**EXERCISE BRIEF**. Search the entries for the word "blue". Copy every line where it turns up.

Stored entries:
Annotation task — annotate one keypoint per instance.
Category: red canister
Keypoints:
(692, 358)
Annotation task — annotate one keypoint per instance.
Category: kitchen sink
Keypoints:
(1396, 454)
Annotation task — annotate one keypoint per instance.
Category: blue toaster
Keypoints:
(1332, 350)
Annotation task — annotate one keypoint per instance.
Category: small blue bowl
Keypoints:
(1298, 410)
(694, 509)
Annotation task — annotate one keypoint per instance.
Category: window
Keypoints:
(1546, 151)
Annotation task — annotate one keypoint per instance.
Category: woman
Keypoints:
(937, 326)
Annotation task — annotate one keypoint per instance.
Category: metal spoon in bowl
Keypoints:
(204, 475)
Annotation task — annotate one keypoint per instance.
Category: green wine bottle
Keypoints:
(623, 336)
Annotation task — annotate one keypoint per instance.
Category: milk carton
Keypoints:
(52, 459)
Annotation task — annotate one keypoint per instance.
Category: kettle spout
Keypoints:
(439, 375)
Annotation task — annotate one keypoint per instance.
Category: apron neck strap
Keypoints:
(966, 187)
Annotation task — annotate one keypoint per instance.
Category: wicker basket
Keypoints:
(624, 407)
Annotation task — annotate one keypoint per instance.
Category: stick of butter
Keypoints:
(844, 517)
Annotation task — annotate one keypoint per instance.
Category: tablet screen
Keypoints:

**EXERCISE OUTPUT**.
Category: blue toaster
Category: small blue bowl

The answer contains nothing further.